The lines to copy are those in the listing below that contain the word "then".

/---

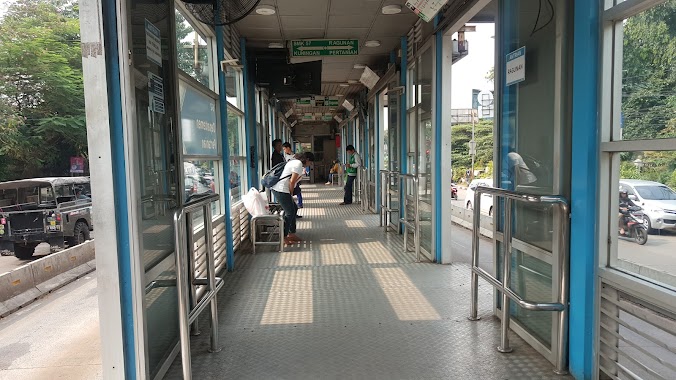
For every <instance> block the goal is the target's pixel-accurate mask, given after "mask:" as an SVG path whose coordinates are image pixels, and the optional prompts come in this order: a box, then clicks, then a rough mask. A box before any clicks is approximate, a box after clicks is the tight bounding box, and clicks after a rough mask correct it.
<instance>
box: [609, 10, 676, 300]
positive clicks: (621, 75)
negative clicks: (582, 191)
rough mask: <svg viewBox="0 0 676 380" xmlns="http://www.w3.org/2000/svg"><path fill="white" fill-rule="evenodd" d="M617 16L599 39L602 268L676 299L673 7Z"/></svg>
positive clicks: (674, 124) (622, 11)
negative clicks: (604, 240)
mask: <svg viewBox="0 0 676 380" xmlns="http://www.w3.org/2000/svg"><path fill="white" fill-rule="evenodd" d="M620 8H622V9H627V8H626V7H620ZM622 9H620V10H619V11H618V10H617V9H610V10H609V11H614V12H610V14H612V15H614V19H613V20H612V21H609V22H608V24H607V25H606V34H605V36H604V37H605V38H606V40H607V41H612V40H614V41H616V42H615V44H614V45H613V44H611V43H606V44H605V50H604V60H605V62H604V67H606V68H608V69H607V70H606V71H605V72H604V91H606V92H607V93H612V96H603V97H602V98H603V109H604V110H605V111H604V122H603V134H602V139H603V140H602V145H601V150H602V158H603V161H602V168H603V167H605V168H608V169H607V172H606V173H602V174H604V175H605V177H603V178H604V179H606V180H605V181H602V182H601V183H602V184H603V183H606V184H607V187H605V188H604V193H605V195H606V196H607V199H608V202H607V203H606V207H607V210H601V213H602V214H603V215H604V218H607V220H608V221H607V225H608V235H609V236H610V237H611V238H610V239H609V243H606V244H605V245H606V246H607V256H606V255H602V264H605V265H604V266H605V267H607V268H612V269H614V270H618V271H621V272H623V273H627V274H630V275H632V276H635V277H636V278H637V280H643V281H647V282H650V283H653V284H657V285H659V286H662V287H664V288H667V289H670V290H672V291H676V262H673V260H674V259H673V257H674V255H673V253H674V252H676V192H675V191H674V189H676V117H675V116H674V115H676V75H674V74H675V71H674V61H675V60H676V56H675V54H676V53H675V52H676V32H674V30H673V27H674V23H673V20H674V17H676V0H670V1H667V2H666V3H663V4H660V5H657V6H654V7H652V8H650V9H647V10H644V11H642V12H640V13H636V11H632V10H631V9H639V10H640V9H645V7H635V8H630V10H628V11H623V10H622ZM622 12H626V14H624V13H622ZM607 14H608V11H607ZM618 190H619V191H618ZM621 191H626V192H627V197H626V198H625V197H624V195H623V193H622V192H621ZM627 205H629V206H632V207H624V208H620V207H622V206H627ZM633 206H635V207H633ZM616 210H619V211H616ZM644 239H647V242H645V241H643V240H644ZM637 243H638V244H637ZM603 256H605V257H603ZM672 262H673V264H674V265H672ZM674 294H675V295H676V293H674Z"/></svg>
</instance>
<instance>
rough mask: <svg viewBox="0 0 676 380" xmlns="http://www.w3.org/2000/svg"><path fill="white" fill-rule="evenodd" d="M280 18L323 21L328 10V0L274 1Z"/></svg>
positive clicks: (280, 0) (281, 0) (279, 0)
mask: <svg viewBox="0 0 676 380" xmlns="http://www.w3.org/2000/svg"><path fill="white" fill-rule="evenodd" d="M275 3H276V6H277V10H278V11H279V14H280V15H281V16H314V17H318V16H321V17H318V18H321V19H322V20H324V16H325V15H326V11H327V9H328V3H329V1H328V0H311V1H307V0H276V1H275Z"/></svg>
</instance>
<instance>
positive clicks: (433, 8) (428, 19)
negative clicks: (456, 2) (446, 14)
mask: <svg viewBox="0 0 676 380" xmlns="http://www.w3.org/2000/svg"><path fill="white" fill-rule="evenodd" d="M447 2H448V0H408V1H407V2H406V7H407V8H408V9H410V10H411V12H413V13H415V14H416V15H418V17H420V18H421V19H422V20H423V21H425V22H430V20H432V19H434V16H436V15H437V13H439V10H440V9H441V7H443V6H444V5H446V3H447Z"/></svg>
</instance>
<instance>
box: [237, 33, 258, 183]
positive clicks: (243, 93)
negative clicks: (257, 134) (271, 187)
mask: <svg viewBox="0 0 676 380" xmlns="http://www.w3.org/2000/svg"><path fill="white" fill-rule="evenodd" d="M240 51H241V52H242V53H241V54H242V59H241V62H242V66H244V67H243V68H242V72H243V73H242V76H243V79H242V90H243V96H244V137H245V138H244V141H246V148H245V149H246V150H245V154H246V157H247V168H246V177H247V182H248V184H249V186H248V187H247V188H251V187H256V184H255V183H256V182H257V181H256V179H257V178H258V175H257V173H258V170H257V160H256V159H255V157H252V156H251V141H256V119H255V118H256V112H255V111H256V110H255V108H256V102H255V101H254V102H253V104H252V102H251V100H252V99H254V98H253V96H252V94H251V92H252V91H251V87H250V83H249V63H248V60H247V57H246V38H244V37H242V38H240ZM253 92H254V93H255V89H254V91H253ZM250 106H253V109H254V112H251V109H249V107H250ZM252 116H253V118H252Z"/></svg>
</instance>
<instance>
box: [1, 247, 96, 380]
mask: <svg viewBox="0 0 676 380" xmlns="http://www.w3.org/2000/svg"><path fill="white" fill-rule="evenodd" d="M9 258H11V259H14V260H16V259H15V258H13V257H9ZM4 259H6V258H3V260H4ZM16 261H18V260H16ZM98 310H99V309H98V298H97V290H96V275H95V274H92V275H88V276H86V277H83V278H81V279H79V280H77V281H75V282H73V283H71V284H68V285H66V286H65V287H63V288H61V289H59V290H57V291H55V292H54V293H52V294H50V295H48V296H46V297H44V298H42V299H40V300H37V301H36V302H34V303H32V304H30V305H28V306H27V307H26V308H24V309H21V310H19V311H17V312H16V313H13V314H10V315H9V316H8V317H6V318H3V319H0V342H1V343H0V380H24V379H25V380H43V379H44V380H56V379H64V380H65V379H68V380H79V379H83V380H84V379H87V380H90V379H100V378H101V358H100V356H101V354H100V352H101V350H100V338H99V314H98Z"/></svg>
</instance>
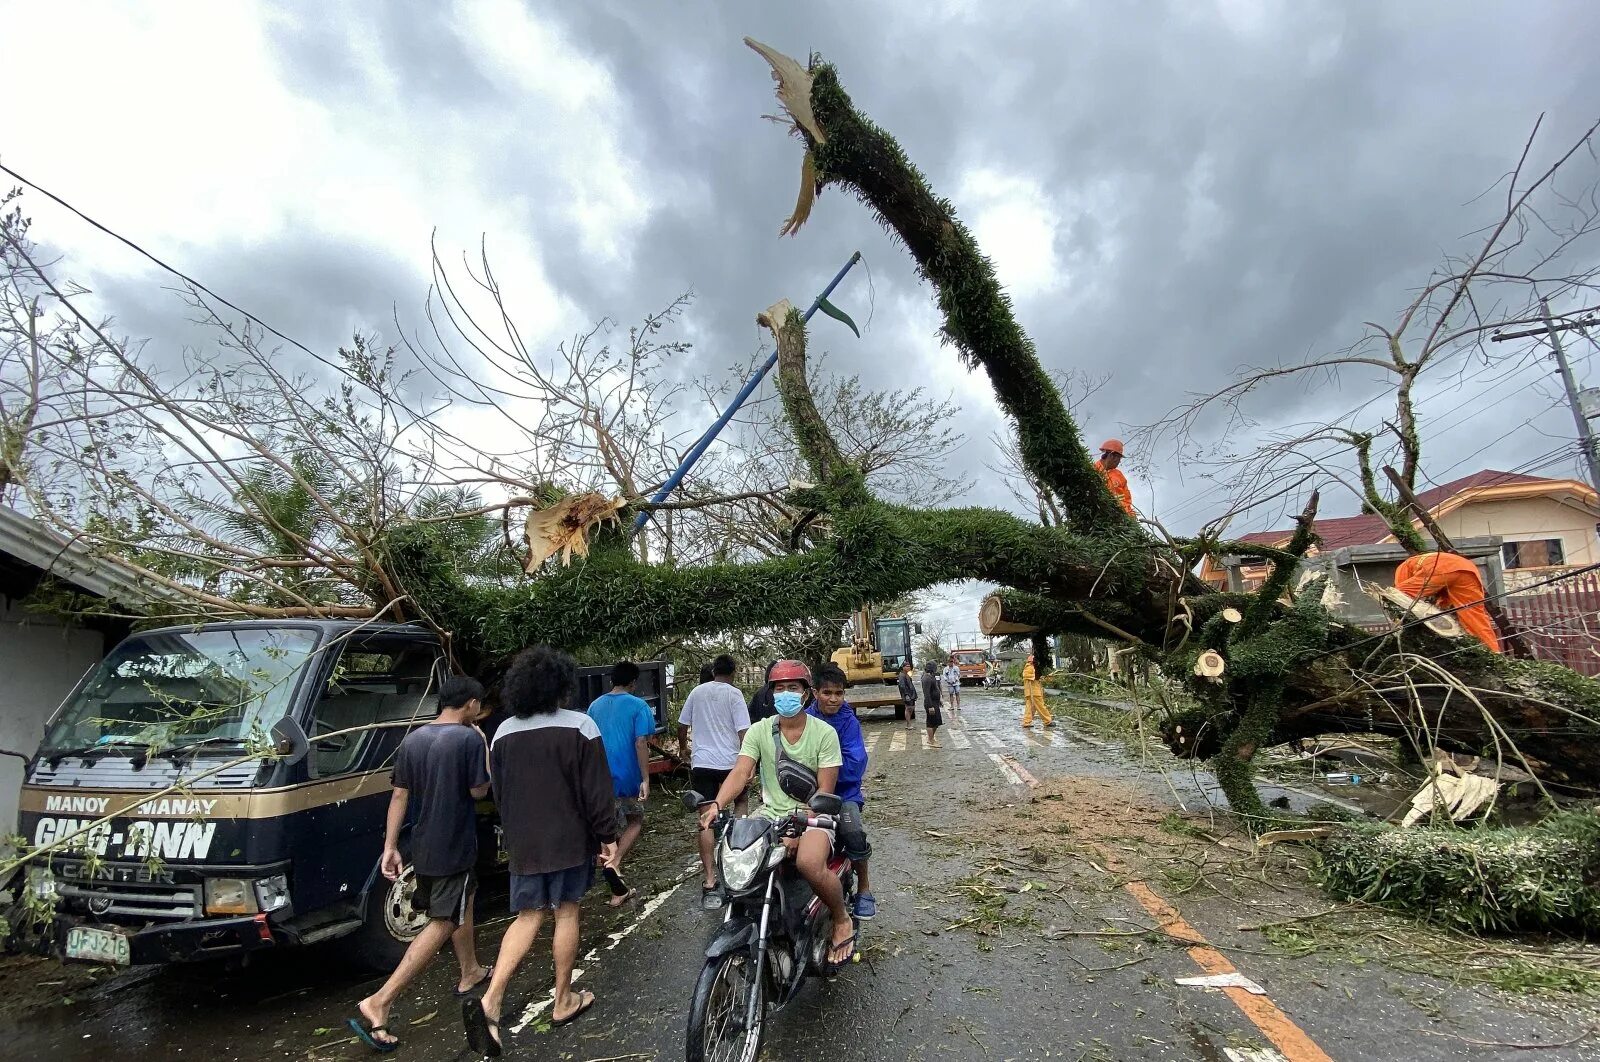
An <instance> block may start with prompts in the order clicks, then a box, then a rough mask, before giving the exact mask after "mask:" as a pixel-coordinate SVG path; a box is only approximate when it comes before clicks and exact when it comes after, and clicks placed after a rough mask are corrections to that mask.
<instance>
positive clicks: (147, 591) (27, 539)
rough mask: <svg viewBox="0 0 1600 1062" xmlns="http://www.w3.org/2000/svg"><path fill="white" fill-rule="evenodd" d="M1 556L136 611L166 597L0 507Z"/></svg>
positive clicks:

\---

## Solution for this task
For every <instance> block the goal is the target's pixel-accurate mask, given after "mask:" as an SVG path whose coordinates are image pixels, and the optional prompts come in this order: a box, then clicks, then a rough mask. A box before any clicks is approximate, a box after clicks is the tight bounding box, and clicks after a rough mask correct it.
An <instance> block may start with prompts in the order clicks, then a box, then a rough mask, before giving the exact mask after "mask:" as a pixel-coordinate SVG path; a box is only approximate when it comes before clicks and exact when it comes after, and clicks placed after a rough mask are corrections to that mask.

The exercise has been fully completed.